# Requirement:
Copy out the passage about the Jacques Brel revue, beginning at the words "Jacques Brel Is" and stopping after "released in 1975.", and change "translated" to "rendered" in it.

# Excerpt provided:
☆ ☆ ☆

Regional productions
1995 West End
2006 Off-Broadway revival

2014 Off-West End

Jacques Brel Is Alive and Well and Living in Paris is a musical revue of the songs of Jacques Brel. Brel's songs were translated into English by Eric Blau and Mort Shuman, who also provided the story. The original 1968 Off-Broadway production ran for four years and spawned international and regional productions, as well as a West End production and Off-Broadway revival, among others. A film adaptation was released in 1975.

☆ ☆ ☆

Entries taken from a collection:
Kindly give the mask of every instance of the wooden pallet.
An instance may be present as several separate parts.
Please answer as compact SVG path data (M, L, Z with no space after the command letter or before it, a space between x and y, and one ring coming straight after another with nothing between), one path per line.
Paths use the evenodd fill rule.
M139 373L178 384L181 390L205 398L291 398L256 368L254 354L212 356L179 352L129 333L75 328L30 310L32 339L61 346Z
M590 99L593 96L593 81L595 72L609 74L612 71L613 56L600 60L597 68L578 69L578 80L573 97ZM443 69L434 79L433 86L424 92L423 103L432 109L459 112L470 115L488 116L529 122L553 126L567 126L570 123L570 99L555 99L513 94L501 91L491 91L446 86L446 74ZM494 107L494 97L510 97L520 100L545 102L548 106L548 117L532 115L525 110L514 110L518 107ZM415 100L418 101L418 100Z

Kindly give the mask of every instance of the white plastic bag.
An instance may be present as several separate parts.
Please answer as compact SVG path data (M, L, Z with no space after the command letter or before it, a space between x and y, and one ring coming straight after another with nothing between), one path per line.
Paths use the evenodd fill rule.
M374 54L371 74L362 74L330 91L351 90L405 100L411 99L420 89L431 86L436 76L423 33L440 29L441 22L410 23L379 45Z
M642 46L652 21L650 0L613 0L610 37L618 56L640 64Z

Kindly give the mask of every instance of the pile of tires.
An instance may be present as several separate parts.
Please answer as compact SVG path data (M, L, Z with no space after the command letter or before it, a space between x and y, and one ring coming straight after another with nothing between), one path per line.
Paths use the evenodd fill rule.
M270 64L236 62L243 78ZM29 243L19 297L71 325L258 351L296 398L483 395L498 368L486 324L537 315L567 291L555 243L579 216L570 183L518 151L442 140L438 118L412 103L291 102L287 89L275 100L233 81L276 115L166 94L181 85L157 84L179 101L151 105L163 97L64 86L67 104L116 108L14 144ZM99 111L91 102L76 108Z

☆ ☆ ☆

# Response to this exercise:
Jacques Brel Is Alive and Well and Living in Paris is a musical revue of the songs of Jacques Brel. Brel's songs were rendered into English by Eric Blau and Mort Shuman, who also provided the story. The original 1968 Off-Broadway production ran for four years and spawned international and regional productions, as well as a West End production and Off-Broadway revival, among others. A film adaptation was released in 1975.